*Texto fornecido*:
^^^^^^^^

# Serra da Estrela dia 03/01/2007



## ajrebelo (9 Jan 2007 às 01:08)

boas

aqui vai umas fotos da do parque natural da serra da estrela no dia 3 deste ano    

entrada no parque por linhares da beira 





vista do castelo





































bem temos tb estas imagens gravadas em mini dv estamos a fazer um dvd com estas  e outras tiradas em 2006 de por do sol trovoadas etc 

gostava de as poder mostrar a todos no encontro a realizar vamos ver se é possivel ter um projetor

abraços meteo


----------



## kimcarvalho (9 Jan 2007 às 13:34)

Belas imagens e não me refiro só à paisagem, mas também à sua qualidade e selecção!  

A primeira então, com esse Castelo, supostamente de Linhares da Beira, segundo tu mesmo referes, está um must!


----------



## Seringador (9 Jan 2007 às 14:25)

Boas Fotos
Gosto pessoalmente da última, faz-me lembrar o pronúncio de  Verão.

^^^^^^^^

*Entradas retiradas de uma coleção*:
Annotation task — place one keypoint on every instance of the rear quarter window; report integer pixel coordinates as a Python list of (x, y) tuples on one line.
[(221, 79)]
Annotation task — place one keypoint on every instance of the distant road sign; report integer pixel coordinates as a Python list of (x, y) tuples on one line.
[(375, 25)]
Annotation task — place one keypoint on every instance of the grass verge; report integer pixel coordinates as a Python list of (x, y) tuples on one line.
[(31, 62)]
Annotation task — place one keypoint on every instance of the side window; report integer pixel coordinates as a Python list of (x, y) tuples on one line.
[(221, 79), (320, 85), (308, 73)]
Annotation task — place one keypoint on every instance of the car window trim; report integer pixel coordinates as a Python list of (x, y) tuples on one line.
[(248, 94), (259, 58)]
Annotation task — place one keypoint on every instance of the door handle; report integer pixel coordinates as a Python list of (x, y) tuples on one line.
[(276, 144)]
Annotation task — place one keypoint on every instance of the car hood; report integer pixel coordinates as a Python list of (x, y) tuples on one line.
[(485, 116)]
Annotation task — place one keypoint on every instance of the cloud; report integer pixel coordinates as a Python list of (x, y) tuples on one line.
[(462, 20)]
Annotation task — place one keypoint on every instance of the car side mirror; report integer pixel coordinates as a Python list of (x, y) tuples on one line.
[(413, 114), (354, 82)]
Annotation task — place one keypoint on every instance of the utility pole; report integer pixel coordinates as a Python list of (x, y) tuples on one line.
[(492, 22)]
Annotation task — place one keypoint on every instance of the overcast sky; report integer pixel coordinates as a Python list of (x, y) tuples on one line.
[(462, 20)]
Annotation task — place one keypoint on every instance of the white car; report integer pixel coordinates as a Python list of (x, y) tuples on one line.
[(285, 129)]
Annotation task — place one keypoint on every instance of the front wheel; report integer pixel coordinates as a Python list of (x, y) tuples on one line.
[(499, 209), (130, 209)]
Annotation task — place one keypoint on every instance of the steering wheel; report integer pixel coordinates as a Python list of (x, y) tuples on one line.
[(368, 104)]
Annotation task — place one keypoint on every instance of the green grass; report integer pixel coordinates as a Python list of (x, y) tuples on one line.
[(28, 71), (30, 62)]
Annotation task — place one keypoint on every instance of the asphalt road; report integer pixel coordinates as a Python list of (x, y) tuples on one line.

^^^^^^^^

*Instruções do exercício*:
a – Traduza para inglês esta frase do tópico sobre a Serra da Estrela: "Belas imagens e não me refiro só à paisagem, mas também à sua qualidade e selecção!"
b – Volte a escrever, tal como estão nas entradas, as linhas desde a que contém "of the utility" até à que contém "[(492, 22)]", ambas incluídas.
As entradas não têm qualquer relação com o tópico sobre a Serra da Estrela.

*Respostas*:
a – Beautiful images, and I don't mean only the landscape, but also their quality and selection!

b –
Annotation task — place one keypoint on every instance of the utility pole; report integer pixel coordinates as a Python list of (x, y) tuples on one line.
[(492, 22)]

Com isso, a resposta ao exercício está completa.